Auszug:
Welt bereisen Das Reiseblog des Ökumenischen Heiligenlexikons

Im Paradies gestrandet

   J. Schäfer          

Sechs Tage bin ich jetzt in der Türkei und nun im Paradies gelandet - oder gestrandet, das ist Auffassungssache.

Montag, 13. / Dienstag, 14. Mai

Nachdem ich letzten Sonntag gerade 'mal bis kurz hinter Ístanbul gekommen war, war die am Montag abgehende Fähre unerreichbar. Also habe ich den Tag auf dem Parkplatz verbracht und die Internet-Verbindung zum Arbeiten benutzt. Am Dienstag ging's dann weiter an Ankara vorbei. Auch hier sieht man wie in Istanbul wieder unzählige und sämtlich neugebaute Wohnblocks in einer Menge, wie das für Deutschland unvorstellbar ist. Es ist höchst beeindruckend, wie die Türkei Wohnraum für die in die Städte drängende Landbevölkerung schafft! Dass sie auch das Bevölkerungswachstum bekämpft, habe ich im schon erwähnten Buch Glückseligkeit von Zülfü Livaneli gelernt: selbst in den hintersten anatolischen Dörfern werden die Frauen informiert und werden Liebesballone verteilt. Die Mullahs sind jedenfalls an dieser Stelle klüger als der Papst! Am Abend erreiche ich einen Rastplatz am Tuz Gölü, dem zweitgrößten See der Türkei mit einer Fläche von 1500 km², fast drei Mal so groß wie der Bodensee. Der See ohne Abfluss ist nur 1,5 Meter tief, hat mehr als 32% Salzgehalt, liefert 90% des in der Türkei verbrauchten Salzes und Produkte für Schönheit und Gesundheit, die am Rastplatz verkauft werden.

Aufgaben:
a – Schreibe aus dem Auszug den Abschnitt von „Welt bereisen Das“ bis „das ist Auffassungssache.“ wortgetreu ab.
b – Gib die gesamte Auflistung als JSON-Liste von Strings wieder, mit einem String pro Zeile und ohne Leerzeilen.
Die Auflistung steht in keinem Zusammenhang mit dem Auszug.

Bereitgestelltes Material:
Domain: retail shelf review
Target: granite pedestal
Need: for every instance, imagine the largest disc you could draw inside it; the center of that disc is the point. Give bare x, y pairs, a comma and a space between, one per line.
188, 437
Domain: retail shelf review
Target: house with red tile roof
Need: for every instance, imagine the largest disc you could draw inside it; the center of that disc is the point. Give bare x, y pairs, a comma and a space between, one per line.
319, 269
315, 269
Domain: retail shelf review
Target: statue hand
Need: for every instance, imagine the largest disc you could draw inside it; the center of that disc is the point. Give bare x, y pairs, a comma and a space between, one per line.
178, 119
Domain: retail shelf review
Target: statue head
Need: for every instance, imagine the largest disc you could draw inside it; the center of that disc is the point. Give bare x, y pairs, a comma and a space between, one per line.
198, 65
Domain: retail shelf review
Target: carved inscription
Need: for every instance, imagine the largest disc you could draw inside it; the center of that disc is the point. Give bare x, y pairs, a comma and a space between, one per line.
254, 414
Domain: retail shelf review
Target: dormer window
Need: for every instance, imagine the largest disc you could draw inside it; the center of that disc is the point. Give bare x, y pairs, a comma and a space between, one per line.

Gelöste Aufgaben:
a –
Welt bereisen Das Reiseblog des Ökumenischen Heiligenlexikons

Im Paradies gestrandet

   J. Schäfer          

Sechs Tage bin ich jetzt in der Türkei und nun im Paradies gelandet - oder gestrandet, das ist Auffassungssache.

b –
[
  "Domain: retail shelf review",
  "Target: granite pedestal",
  "Need: for every instance, imagine the largest disc you could draw inside it; the center of that disc is the point. Give bare x, y pairs, a comma and a space between, one per line.",
  "188, 437",
  "Domain: retail shelf review",
  "Target: house with red tile roof",
  "Need: for every instance, imagine the largest disc you could draw inside it; the center of that disc is the point. Give bare x, y pairs, a comma and a space between, one per line.",
  "319, 269",
  "315, 269",
  "Domain: retail shelf review",
  "Target: statue hand",
  "Need: for every instance, imagine the largest disc you could draw inside it; the center of that disc is the point. Give bare x, y pairs, a comma and a space between, one per line.",
  "178, 119",
  "Domain: retail shelf review",
  "Target: statue head",
  "Need: for every instance, imagine the largest disc you could draw inside it; the center of that disc is the point. Give bare x, y pairs, a comma and a space between, one per line.",
  "198, 65",
  "Domain: retail shelf review",
  "Target: carved inscription",
  "Need: for every instance, imagine the largest disc you could draw inside it; the center of that disc is the point. Give bare x, y pairs, a comma and a space between, one per line.",
  "254, 414",
  "Domain: retail shelf review",
  "Target: dormer window",
  "Need: for every instance, imagine the largest disc you could draw inside it; the center of that disc is the point. Give bare x, y pairs, a comma and a space between, one per line."
]